● Work to be completed
Reproduce the lines from the one holding "My project requires locating the brown" to the end of the entries. Include both ends and change nothing.

----

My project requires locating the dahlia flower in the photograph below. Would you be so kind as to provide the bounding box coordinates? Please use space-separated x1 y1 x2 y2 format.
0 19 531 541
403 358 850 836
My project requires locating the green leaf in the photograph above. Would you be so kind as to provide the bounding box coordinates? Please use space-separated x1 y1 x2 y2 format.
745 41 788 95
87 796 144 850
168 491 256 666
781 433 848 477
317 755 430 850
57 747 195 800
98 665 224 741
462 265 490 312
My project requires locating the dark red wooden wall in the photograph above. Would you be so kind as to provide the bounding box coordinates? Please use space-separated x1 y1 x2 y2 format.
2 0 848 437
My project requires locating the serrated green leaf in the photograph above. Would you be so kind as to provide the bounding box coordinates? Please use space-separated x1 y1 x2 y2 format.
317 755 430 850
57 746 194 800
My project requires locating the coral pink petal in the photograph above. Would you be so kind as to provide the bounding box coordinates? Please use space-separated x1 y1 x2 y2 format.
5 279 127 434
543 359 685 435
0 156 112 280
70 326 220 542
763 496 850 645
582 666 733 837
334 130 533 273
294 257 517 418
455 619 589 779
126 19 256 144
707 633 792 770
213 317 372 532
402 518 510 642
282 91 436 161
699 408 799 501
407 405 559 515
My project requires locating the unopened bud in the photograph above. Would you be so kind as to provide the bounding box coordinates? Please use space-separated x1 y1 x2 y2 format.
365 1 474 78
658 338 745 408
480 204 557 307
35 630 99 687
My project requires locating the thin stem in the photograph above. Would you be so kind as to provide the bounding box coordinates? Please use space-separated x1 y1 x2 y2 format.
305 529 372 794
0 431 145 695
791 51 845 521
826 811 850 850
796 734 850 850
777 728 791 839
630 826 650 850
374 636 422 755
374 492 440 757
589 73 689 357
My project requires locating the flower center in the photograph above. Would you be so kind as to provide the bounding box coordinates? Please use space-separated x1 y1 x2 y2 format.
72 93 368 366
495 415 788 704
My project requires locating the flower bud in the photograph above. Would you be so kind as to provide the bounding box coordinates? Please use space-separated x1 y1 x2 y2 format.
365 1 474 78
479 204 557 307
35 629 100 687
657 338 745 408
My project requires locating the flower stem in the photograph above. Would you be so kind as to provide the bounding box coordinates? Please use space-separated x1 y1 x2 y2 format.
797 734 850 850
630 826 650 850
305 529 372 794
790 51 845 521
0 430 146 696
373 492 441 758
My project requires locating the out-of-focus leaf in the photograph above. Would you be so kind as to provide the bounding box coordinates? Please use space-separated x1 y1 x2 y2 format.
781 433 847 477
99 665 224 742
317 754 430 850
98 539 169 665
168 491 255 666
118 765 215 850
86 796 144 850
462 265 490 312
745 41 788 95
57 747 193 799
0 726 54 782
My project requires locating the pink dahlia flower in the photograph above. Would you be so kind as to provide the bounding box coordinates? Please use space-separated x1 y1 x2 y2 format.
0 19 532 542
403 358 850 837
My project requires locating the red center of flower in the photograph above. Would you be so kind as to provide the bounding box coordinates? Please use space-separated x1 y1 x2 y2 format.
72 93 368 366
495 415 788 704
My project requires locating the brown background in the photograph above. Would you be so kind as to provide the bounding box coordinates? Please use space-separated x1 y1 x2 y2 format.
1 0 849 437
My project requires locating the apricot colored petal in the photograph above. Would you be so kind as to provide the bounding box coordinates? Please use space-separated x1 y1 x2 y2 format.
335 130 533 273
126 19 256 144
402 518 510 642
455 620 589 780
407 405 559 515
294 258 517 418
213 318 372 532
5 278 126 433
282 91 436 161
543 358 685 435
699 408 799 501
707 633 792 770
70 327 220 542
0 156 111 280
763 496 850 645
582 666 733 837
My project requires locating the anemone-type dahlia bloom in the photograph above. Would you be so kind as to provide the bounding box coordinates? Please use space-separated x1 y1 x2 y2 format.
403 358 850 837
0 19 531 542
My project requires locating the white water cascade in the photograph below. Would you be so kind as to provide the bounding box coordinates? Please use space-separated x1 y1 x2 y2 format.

----

● Task response
My project requires locating the brown background in the photograph above. Would you be so kind as to provide the bounding box coordinates? Please use space-separated x1 y1 x2 y2 format.
1 0 849 437
My project requires locating the apricot colored petal in the photograph above. Would you be so kind as to provide the bounding box coordinates? Please use space-separated x1 y1 x2 y2 format.
335 130 533 273
126 19 256 144
402 518 510 642
455 620 589 780
407 405 559 515
294 258 517 418
213 318 372 532
5 278 126 433
282 91 436 161
543 358 685 435
699 408 799 501
707 633 792 770
70 327 220 542
0 156 111 280
763 496 850 645
582 666 733 837
My project requires locating the anemone-type dahlia bloom in the photograph above. Would you be so kind as to provide the bounding box coordinates? Please use space-separated x1 y1 x2 y2 format.
403 358 850 837
0 19 531 542
My project requires locating the white water cascade in the photograph below. Would you be so kind as to provide the bounding box coordinates? Please use space-separated x1 y1 x2 y2 format.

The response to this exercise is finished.